Description of the task:
Copy out every one of the lines below, swapping "place a pin" for "drop a marker" wherever it appears and keeping everything else the same.
================================
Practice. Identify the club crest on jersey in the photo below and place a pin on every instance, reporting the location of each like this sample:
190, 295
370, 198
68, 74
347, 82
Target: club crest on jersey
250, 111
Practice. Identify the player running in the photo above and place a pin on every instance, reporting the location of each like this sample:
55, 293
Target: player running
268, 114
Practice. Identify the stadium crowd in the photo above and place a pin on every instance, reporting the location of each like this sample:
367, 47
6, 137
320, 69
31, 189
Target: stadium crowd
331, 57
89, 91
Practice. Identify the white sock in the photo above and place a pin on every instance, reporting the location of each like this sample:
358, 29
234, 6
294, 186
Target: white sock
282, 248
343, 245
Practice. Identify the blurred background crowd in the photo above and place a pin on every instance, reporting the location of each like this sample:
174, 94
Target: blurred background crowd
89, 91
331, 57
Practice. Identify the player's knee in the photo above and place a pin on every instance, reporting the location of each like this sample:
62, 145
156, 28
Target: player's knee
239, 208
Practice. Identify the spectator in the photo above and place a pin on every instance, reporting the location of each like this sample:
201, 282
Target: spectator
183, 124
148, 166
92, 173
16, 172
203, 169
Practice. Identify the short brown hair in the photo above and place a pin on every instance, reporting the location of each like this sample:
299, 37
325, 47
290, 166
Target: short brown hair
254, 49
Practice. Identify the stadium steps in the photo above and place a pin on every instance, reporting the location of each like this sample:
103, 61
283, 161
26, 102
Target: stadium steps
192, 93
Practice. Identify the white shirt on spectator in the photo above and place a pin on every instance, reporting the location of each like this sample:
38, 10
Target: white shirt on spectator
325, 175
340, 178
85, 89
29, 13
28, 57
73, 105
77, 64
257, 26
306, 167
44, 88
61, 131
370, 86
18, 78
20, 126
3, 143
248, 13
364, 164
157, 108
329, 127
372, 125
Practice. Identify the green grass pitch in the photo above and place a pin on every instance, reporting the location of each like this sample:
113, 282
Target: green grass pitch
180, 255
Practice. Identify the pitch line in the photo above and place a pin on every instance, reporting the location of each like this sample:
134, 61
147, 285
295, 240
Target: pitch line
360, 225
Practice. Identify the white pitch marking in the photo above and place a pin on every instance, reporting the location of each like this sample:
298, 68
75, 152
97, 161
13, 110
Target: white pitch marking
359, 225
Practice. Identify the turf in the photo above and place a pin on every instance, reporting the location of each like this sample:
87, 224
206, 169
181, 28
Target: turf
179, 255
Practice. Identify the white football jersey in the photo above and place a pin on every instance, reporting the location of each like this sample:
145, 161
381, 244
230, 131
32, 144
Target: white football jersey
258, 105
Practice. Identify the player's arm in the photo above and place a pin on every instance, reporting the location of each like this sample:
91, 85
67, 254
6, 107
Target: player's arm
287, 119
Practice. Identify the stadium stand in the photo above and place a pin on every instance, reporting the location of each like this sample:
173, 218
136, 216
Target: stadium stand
================================
Exercise output:
Practice. Identify the club crest on jersey in the photo below and drop a marker on every instance, reporting the location of each like this sample:
190, 295
370, 198
68, 74
347, 82
Target: club crest on jersey
250, 111
Practice. Identify the player running in the photo above and drop a marker on every instance, reporting the location of each like this sample:
55, 293
Target: player running
268, 114
Practice. Identify the stadium crowd in the photo above and drop a marker on every instance, reporting the location of each like this sample:
367, 47
6, 137
320, 69
31, 189
Target: stadium crowd
331, 57
89, 91
Practice. Identify the white sock in the photo above and drop a marker on every instance, reporting the location of each like this sample:
358, 29
234, 6
294, 186
Target: white sock
282, 248
343, 245
Practice. Identify the blurred background crowd in the photo above and drop a marker on every instance, reporting the location of each like this sample:
174, 94
Target: blurred background crowd
89, 91
331, 57
Practice. Identify the player's knee in the photo above and drop a marker on every instance, reporting the location of each like this sample:
62, 145
156, 28
Target: player's knee
239, 208
Practice. Identify the spectator in the photo above and drop a marker on every instance, reporting the location of each like this sample:
201, 282
Target: spectator
183, 124
148, 166
92, 173
16, 172
203, 169
Practice. Identify the short brown hair in the photo above and drop a marker on every instance, reporting the location of each like this sample:
299, 37
325, 47
290, 166
Target: short brown hair
254, 49
Practice. Identify the stadium steps in the photo above and drop a marker on every instance, reporting the location of each like this sample:
103, 61
283, 161
26, 102
Target: stadium steps
192, 93
Practice. Identify the white shirt on spectator in the photo above and drop a marker on every instance, reporting the location of each like this sample:
38, 10
Target: white shirt on spectator
325, 175
340, 178
85, 89
29, 13
28, 57
73, 105
77, 64
257, 26
306, 167
44, 88
61, 131
370, 86
18, 78
20, 126
3, 143
248, 13
364, 164
157, 108
329, 127
372, 125
Practice. Identify the green grass pitch in the photo above and drop a marker on every instance, reporting the location of each like this sample:
113, 282
Target: green grass pitch
180, 255
Practice. Identify the pitch line in the photo above and drop a marker on every instance, reporting the location of each like this sample:
134, 61
147, 285
295, 240
Target: pitch line
360, 225
Practice. Identify the white pitch marking in the photo above and drop a marker on every instance, reporting the location of each like this sample:
298, 68
75, 152
97, 161
13, 110
Target: white pitch marking
359, 225
Practice. Identify the turf in the photo above and drop a marker on every instance, reporting the location of each like this sample:
87, 224
206, 169
181, 28
Target: turf
179, 255
Practice. Identify the white football jersey in the photo above and drop a marker on every instance, reporting the location of each like this sample:
145, 161
381, 244
230, 131
32, 144
Target: white football jersey
258, 105
Practice. Identify the player's arm in the photo above and drop a marker on every instance, reporting the location of each like this sample:
91, 85
67, 254
6, 107
Target: player's arm
287, 119
Practice. Identify the stadium stand in the photo above and drop a marker on every instance, reporting the location of each like this sample:
173, 218
136, 216
Target: stadium stand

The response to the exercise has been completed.